■ GIVEN INSTRUCTION 1: Give everything from the start of the entries down to the line containing "Kindly give the", both ends included, as a numbered list with blank lines left out.
* BEGIN TEXT EXTRACT *
- Born: Enoch Oladé Aboh
- Known for: Comparative syntax; Creole linguistics; Multilingualism and language contact

Academic background
- Alma mater: University of Geneva

Academic work
- Institutions: University of Amsterdam

= Enoch Aboh =

Beninese linguist and academic

Enoch Oladé Aboh is a Beninese linguist whose research focuses on theoretical and comparative syntax, creole linguistics, multilingualism, and language acquisition in multilingual ecologies. He is Professor of the Learnability of Human Languages at the University of Amsterdam and Director of the Amsterdam Centre for Language and Communication (ACLC).

== Education ==
Aboh earned a Licence ès Lettres in linguistics and English literature from the Université du Bénin (now the University of Lomé) in Togo. He also obtained a master's degree in comparative syntax and a master's degree in general linguistics at the University of Geneva, where he completed his doctorate in linguistics in 1998.

== Academic career ==
Aboh taught English linguistics and comparative syntax, drawing on empirical data from West African languages, at the University of Geneva, where he served as Assistant and later as Chargé de cours. In 2000, he joined the University of Amsterdam, where he participated in a research project investigating the contributions of enslaved Africans to the emergence of Surinamese creoles in seventeenth-century colonial Suriname.
* END TEXT EXTRACT *
* BEGIN DATASET ENTRIES *
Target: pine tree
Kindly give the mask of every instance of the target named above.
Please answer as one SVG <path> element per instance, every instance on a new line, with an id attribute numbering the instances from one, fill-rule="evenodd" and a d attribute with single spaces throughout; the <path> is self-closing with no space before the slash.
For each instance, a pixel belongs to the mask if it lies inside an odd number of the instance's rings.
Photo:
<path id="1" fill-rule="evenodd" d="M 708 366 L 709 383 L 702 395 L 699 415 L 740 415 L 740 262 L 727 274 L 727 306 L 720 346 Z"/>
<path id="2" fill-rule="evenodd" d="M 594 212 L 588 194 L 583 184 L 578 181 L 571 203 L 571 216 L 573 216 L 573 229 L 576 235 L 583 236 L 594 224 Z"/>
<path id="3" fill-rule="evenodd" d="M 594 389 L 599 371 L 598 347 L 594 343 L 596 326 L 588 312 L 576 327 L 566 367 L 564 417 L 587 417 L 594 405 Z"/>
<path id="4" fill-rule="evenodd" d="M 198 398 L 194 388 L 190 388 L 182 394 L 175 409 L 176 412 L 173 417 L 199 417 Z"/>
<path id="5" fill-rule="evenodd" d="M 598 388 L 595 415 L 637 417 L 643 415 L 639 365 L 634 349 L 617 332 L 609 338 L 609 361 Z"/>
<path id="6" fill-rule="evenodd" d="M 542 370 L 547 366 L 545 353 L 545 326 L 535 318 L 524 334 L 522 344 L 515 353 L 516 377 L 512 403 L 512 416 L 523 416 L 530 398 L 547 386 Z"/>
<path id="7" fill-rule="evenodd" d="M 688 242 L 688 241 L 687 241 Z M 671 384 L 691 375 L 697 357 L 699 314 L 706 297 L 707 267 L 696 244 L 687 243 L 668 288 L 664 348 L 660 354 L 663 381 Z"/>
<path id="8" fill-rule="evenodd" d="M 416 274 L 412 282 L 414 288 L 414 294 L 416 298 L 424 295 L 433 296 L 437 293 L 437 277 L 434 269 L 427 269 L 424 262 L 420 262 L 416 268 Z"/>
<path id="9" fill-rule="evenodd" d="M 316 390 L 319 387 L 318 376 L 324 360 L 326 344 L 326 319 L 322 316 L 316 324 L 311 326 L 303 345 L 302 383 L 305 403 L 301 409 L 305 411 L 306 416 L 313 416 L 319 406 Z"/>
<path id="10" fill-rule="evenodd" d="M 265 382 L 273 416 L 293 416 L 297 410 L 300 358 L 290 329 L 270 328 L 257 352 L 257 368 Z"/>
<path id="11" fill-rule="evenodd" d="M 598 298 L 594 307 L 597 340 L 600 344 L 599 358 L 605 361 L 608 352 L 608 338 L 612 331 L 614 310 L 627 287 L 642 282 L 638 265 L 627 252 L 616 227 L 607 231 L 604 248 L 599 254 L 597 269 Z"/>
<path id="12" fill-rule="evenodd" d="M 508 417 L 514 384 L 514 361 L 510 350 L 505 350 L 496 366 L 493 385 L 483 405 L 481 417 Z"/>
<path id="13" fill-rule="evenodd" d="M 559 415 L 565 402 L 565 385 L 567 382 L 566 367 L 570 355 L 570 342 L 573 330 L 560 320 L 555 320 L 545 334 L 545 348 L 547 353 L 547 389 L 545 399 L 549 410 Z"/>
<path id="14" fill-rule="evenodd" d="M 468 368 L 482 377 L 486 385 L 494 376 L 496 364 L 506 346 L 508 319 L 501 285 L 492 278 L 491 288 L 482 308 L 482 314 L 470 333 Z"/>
* END DATASET ENTRIES *
■ GIVEN INSTRUCTION 2: According to the biography of Enoch Aboh, what did the research project he joined at the University of Amsterdam in 2000 set out to investigate? Answer in one to three sentences.

■ TASK OUTPUT 1:
1. Target: pine tree
2. Kindly give the mask of every instance of the target named above.

■ TASK OUTPUT 2: The project investigated the contributions of enslaved Africans to the emergence of Surinamese creoles in seventeenth-century colonial Suriname.